- **Dataset**
_____

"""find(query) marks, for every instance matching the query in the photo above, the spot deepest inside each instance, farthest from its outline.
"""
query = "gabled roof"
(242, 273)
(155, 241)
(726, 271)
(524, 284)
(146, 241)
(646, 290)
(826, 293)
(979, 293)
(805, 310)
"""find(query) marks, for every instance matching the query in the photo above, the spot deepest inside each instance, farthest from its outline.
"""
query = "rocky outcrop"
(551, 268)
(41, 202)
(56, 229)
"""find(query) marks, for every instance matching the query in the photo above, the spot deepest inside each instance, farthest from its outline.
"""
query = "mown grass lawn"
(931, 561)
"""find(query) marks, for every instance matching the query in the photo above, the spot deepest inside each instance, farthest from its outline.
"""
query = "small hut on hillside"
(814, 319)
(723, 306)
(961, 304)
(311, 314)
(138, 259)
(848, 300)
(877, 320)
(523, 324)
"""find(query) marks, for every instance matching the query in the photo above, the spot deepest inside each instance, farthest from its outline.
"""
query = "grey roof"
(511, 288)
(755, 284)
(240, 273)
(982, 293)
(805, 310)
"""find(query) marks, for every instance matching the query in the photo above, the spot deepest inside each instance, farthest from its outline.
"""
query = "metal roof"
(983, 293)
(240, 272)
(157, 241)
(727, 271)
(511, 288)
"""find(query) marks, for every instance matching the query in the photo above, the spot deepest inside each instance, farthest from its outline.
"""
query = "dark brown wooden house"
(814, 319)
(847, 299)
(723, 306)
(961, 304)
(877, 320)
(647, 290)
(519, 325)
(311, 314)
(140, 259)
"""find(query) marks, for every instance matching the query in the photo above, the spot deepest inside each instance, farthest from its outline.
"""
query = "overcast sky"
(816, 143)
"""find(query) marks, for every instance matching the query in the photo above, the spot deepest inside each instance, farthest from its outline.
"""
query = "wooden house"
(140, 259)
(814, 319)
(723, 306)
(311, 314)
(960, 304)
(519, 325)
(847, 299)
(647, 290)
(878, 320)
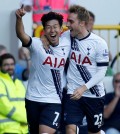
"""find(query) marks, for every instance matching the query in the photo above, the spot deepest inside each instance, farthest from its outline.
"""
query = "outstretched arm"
(20, 27)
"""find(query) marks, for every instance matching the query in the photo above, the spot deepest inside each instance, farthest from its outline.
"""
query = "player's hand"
(45, 42)
(78, 92)
(20, 12)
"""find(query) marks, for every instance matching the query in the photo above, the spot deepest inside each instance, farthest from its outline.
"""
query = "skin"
(52, 32)
(77, 29)
(8, 66)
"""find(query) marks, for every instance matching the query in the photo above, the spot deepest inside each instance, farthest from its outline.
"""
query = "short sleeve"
(102, 55)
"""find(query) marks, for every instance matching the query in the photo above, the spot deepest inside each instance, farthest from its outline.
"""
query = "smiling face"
(52, 31)
(73, 24)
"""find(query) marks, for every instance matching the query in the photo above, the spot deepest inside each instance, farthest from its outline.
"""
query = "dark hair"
(52, 16)
(83, 14)
(92, 15)
(6, 56)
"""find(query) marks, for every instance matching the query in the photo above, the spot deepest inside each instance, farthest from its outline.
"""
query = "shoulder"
(98, 39)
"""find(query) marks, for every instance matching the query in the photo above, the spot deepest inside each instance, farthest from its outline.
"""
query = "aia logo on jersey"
(54, 62)
(78, 59)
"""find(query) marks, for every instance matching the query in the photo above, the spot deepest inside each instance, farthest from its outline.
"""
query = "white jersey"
(87, 57)
(46, 74)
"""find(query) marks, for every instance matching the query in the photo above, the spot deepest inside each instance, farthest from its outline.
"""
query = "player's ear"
(82, 23)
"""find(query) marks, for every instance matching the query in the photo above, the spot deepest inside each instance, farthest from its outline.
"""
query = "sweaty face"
(90, 24)
(52, 31)
(8, 66)
(117, 81)
(73, 24)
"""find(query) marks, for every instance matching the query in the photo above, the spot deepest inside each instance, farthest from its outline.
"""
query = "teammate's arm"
(25, 39)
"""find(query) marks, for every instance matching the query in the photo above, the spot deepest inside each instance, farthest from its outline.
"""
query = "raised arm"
(20, 27)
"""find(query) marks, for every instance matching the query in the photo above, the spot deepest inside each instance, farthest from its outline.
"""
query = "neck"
(82, 34)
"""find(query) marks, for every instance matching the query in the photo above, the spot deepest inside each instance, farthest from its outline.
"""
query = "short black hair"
(52, 16)
(6, 56)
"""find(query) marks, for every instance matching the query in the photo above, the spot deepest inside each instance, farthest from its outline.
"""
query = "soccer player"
(87, 68)
(43, 97)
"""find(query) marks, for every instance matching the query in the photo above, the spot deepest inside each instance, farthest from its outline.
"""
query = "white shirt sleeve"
(97, 77)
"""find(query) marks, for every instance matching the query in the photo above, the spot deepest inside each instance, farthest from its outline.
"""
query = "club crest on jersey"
(105, 52)
(54, 62)
(79, 60)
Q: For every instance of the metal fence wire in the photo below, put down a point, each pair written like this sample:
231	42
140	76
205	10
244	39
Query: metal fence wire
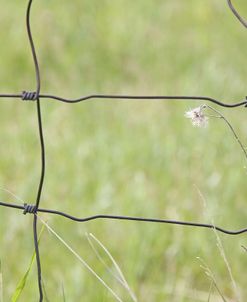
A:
36	96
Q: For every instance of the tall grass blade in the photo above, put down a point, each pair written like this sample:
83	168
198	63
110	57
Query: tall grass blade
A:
22	283
81	260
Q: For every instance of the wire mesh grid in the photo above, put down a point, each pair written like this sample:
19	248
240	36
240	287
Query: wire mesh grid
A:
37	96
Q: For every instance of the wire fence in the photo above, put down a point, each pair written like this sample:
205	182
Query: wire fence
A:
37	96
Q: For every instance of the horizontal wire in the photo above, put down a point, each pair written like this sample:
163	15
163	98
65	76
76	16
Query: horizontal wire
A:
129	218
131	97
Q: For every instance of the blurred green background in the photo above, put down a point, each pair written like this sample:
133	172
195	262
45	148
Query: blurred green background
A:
125	157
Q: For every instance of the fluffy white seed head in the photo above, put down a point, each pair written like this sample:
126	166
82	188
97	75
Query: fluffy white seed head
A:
197	116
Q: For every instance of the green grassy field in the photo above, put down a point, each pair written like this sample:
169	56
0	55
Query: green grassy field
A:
125	157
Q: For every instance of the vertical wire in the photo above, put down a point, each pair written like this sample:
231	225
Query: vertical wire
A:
42	146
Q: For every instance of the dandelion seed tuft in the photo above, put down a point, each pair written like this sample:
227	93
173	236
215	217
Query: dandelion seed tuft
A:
197	116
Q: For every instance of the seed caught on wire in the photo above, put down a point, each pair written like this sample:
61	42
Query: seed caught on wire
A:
197	116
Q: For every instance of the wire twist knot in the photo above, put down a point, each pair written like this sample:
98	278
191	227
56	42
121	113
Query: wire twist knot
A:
28	208
29	96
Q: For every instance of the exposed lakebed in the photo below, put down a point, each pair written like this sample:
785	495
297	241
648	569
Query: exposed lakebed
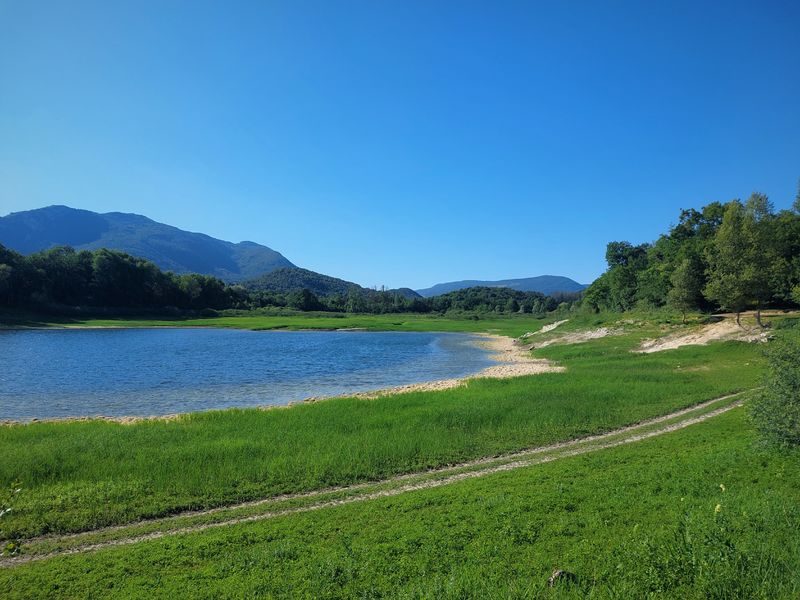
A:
140	372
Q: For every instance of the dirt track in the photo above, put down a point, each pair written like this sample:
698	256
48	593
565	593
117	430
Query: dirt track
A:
436	478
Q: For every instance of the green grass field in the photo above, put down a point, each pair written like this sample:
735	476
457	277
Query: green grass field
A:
631	522
84	475
703	512
512	325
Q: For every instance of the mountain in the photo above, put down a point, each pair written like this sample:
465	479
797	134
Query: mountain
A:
290	279
544	284
294	278
169	247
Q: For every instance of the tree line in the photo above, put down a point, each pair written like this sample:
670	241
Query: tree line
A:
733	257
60	279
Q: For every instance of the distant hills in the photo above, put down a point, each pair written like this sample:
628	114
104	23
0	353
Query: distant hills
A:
544	284
168	247
289	279
253	265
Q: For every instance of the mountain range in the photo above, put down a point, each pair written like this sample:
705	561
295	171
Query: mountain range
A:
170	248
251	264
544	284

_____

- **Assigned task**
Report the number of lines above that contain the word "mountain", and only that number.

- **Answer to the exercise**
4